--- 提示された依頼 A ---
抜粋文で紹介されている映画の舞台は、いつの時代のどこですか。
--- 提示された依頼 B ---
次の(i)～(iii)の記述が抜粋文の内容と合致するかどうかを判断し、それぞれ「はい」または「いいえ」で答えてください。あわせて、判断の根拠となる抜粋文の語句をそのまま引用してください。
(i) 主人公の相棒はユダヤ人の警察官である。
(ii) 主人公自身が白人至上主義団体の集会に出向いて情報を集める。
(iii) 最終的に、団体の爆破計画は阻止される。

--- 抜粋文 ---
+ + + + + + +

いきなり最後に政治的アピールが挿入されてびっくりです。


ブラック・クランズマン [Blu-ray]

ブラック・クランズマン [Blu-ray]

  • 出版社/メーカー: NBCユニバーサル・エンターテイメントジャパン
  • 発売日: 2020/05/08
  • メディア: Blu-ray



舞台は黒人差別が色濃く残っている1970年代のアメリカ・コロラド州です。
初の黒人警察官となった主人公が、一部白人の嫌がらせを受けながら、黒人でありながら白人至上主義団体への潜入調査を開始します。
主人公は電話役、相棒のユダヤ人警察官が実際に白人至上主義団体の集会に参加し、情報収集をします。
ちなみに白人至上主義は、ユダヤ人も激しく排斥します。そのため、まさに命がけの潜入です。
何度もバレそうになりながら、最後は彼らの爆破計画を阻止します。
これがメインストーリー。
サブとして黒人解放運動のリーダーとなっている女子学生と主人公の恋があります。捜査のために彼女に近づくのですが、徐々に親密度を増して、二人は恋人同士となります。
主人公は警察官としての立場をとるか、恋人としての立場をとるか悩みます。

+ + + + + + +

--- データセットの行 ---
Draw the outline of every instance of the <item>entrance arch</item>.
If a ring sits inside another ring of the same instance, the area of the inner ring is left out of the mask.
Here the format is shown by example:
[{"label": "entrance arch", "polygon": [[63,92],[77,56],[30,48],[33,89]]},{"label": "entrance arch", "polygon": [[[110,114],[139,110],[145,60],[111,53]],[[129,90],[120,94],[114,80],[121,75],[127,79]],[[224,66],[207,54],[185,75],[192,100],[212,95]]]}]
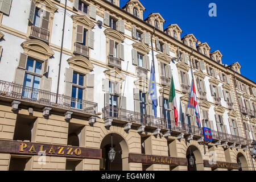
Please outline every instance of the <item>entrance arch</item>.
[{"label": "entrance arch", "polygon": [[[111,135],[113,137],[113,147],[115,151],[115,157],[110,162],[108,153],[111,147]],[[100,160],[100,170],[127,171],[130,169],[129,163],[129,150],[125,139],[117,133],[106,135],[101,143],[102,158]]]},{"label": "entrance arch", "polygon": [[[186,152],[188,159],[188,171],[204,171],[204,162],[200,151],[195,146],[191,145],[188,147]],[[192,156],[194,159],[194,164],[190,165],[189,159]]]},{"label": "entrance arch", "polygon": [[249,171],[248,163],[247,163],[246,159],[242,153],[237,154],[237,162],[238,164],[241,163],[240,167],[240,171]]}]

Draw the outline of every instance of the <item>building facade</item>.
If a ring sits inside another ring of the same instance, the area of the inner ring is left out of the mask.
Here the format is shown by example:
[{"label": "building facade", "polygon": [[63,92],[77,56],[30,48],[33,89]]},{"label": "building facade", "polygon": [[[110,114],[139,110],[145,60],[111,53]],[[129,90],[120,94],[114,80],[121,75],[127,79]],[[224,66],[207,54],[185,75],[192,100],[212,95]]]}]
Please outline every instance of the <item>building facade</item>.
[{"label": "building facade", "polygon": [[[65,3],[0,1],[1,170],[254,170],[256,84],[238,62],[139,1]],[[211,142],[187,110],[192,77]]]}]

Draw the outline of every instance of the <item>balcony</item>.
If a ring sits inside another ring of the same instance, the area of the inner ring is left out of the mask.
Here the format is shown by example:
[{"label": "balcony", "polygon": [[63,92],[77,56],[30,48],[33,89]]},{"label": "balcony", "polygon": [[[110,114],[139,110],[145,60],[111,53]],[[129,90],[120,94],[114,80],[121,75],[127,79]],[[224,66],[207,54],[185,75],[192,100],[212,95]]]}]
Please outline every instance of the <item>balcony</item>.
[{"label": "balcony", "polygon": [[204,100],[207,101],[206,92],[204,91],[199,91],[199,98],[200,98],[200,100]]},{"label": "balcony", "polygon": [[234,104],[232,102],[226,102],[228,108],[230,110],[234,110]]},{"label": "balcony", "polygon": [[189,89],[190,89],[190,86],[188,86],[188,85],[185,85],[184,84],[181,84],[180,85],[181,87],[181,92],[183,93],[189,93]]},{"label": "balcony", "polygon": [[213,101],[216,105],[221,105],[221,98],[217,97],[213,97]]},{"label": "balcony", "polygon": [[137,67],[138,76],[147,78],[147,69],[141,67]]},{"label": "balcony", "polygon": [[121,60],[116,57],[114,57],[112,56],[108,56],[108,65],[112,68],[117,68],[119,69],[122,69]]},{"label": "balcony", "polygon": [[89,48],[77,42],[74,44],[74,55],[82,55],[89,57]]},{"label": "balcony", "polygon": [[171,83],[171,79],[169,78],[167,78],[164,76],[161,76],[160,77],[160,78],[161,80],[161,84],[163,86],[169,86]]},{"label": "balcony", "polygon": [[248,111],[245,107],[240,106],[240,110],[242,114],[243,114],[245,115],[248,114]]},{"label": "balcony", "polygon": [[31,32],[30,38],[38,39],[47,43],[49,43],[49,32],[42,28],[34,26],[31,26]]},{"label": "balcony", "polygon": [[98,109],[97,103],[0,80],[0,99],[3,98],[24,101],[24,104],[32,104],[40,108],[45,106],[87,115],[96,115]]}]

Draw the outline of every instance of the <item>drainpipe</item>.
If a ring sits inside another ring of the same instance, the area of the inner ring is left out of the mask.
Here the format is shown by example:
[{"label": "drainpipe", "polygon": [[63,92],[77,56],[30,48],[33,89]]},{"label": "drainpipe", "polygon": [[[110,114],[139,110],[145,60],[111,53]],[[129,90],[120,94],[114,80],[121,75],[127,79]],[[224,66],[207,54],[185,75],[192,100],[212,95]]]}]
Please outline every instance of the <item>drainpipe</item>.
[{"label": "drainpipe", "polygon": [[58,82],[57,84],[57,94],[56,94],[56,104],[57,104],[57,102],[58,102],[59,88],[60,87],[60,69],[61,68],[62,52],[63,50],[63,40],[64,40],[64,32],[65,32],[65,21],[66,19],[67,1],[67,0],[65,0],[65,1],[64,16],[64,20],[63,20],[63,28],[62,29],[61,46],[60,48],[60,62],[59,63]]}]

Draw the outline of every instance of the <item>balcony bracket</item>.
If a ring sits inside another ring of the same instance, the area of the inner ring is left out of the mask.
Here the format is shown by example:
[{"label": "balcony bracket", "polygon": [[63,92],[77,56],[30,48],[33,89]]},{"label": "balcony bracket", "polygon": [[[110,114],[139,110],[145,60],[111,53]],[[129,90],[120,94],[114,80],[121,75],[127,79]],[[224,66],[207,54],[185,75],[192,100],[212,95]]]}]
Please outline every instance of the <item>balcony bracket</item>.
[{"label": "balcony bracket", "polygon": [[43,110],[43,116],[45,118],[48,117],[51,110],[52,110],[52,107],[45,107]]},{"label": "balcony bracket", "polygon": [[199,139],[197,140],[197,142],[204,142],[204,137],[201,137]]},{"label": "balcony bracket", "polygon": [[179,135],[177,135],[177,139],[181,139],[184,138],[184,133],[181,133],[181,134],[180,134]]},{"label": "balcony bracket", "polygon": [[105,127],[109,127],[112,125],[112,119],[106,119],[104,120],[105,122]]},{"label": "balcony bracket", "polygon": [[93,125],[96,121],[96,117],[95,116],[91,116],[89,119],[89,125]]},{"label": "balcony bracket", "polygon": [[228,142],[225,142],[224,143],[223,143],[221,144],[221,147],[224,147],[224,146],[229,146],[228,145]]},{"label": "balcony bracket", "polygon": [[187,140],[188,141],[189,141],[189,140],[192,140],[193,136],[194,136],[194,135],[192,135],[192,134],[189,134],[189,135],[188,135],[188,136],[187,137]]},{"label": "balcony bracket", "polygon": [[70,119],[71,119],[71,115],[73,114],[73,112],[71,111],[67,111],[65,113],[65,120],[67,122],[69,122]]},{"label": "balcony bracket", "polygon": [[232,145],[229,146],[229,148],[230,148],[236,147],[236,143],[233,143]]},{"label": "balcony bracket", "polygon": [[18,110],[18,107],[19,106],[19,104],[20,104],[20,102],[18,101],[13,101],[11,103],[11,110],[13,111],[15,111]]},{"label": "balcony bracket", "polygon": [[142,131],[145,131],[145,125],[141,125],[140,127],[139,127],[137,129],[138,133],[142,133]]},{"label": "balcony bracket", "polygon": [[242,146],[242,145],[240,144],[238,144],[237,146],[236,146],[236,149],[237,149],[237,148],[241,148],[241,146]]},{"label": "balcony bracket", "polygon": [[123,130],[129,131],[131,129],[131,123],[127,123],[126,125],[125,125]]},{"label": "balcony bracket", "polygon": [[156,129],[153,132],[153,135],[156,135],[158,134],[160,134],[160,131],[161,130],[161,129]]}]

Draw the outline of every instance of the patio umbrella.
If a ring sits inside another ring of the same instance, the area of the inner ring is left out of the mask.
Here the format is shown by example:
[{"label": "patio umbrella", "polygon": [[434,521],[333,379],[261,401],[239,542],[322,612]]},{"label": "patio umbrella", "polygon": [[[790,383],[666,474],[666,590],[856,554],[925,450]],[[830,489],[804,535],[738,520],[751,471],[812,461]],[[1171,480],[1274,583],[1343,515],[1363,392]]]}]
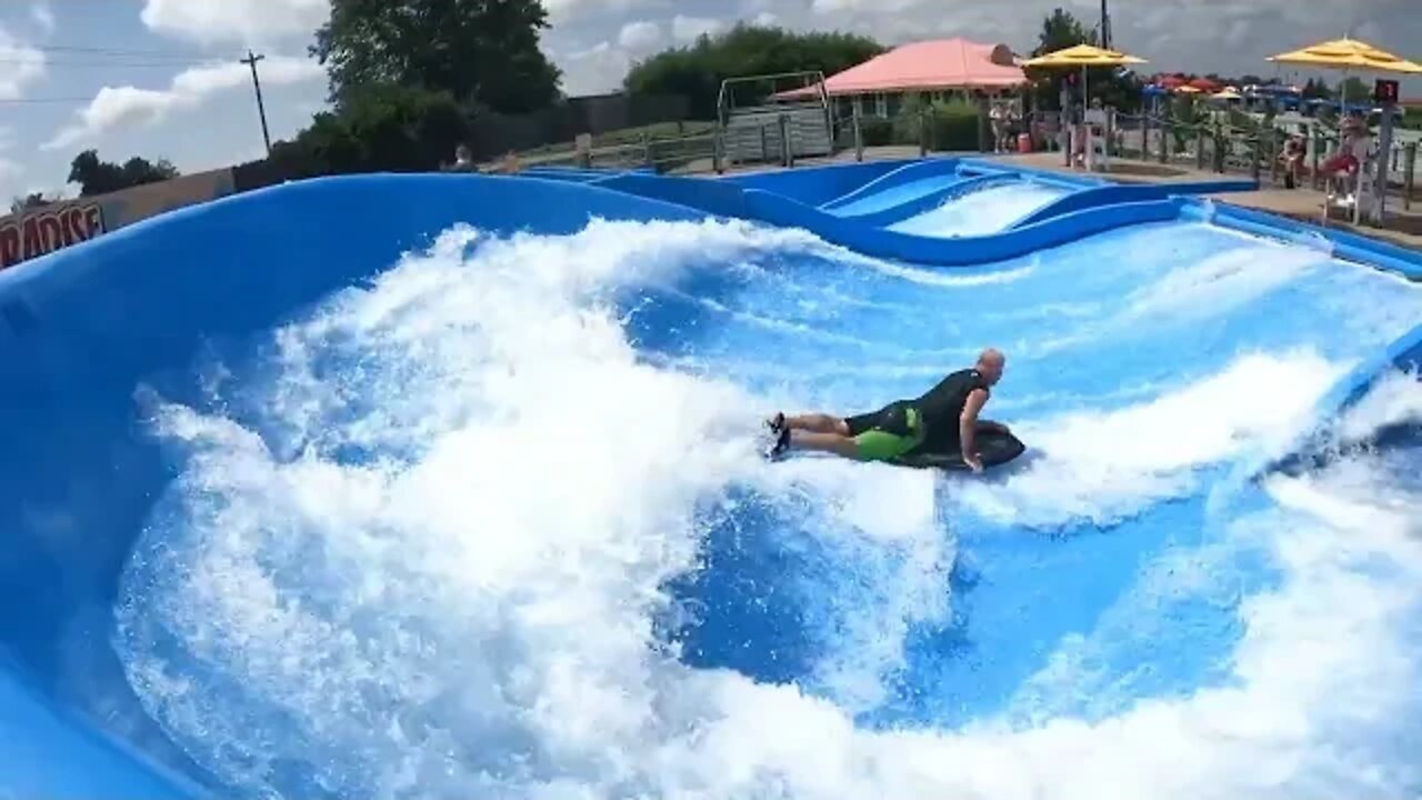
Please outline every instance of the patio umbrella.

+ + + + + + +

--- 完全な回答 A ---
1970年代のアメリカ・コロラド州です。

--- 完全な回答 B ---
(i) はい。「相棒のユダヤ人警察官が実際に白人至上主義団体の集会に参加し」
(ii) いいえ。「主人公は電話役、相棒のユダヤ人警察官が実際に白人至上主義団体の集会に参加し、情報収集をします。」
(iii) はい。「最後は彼らの爆破計画を阻止します。」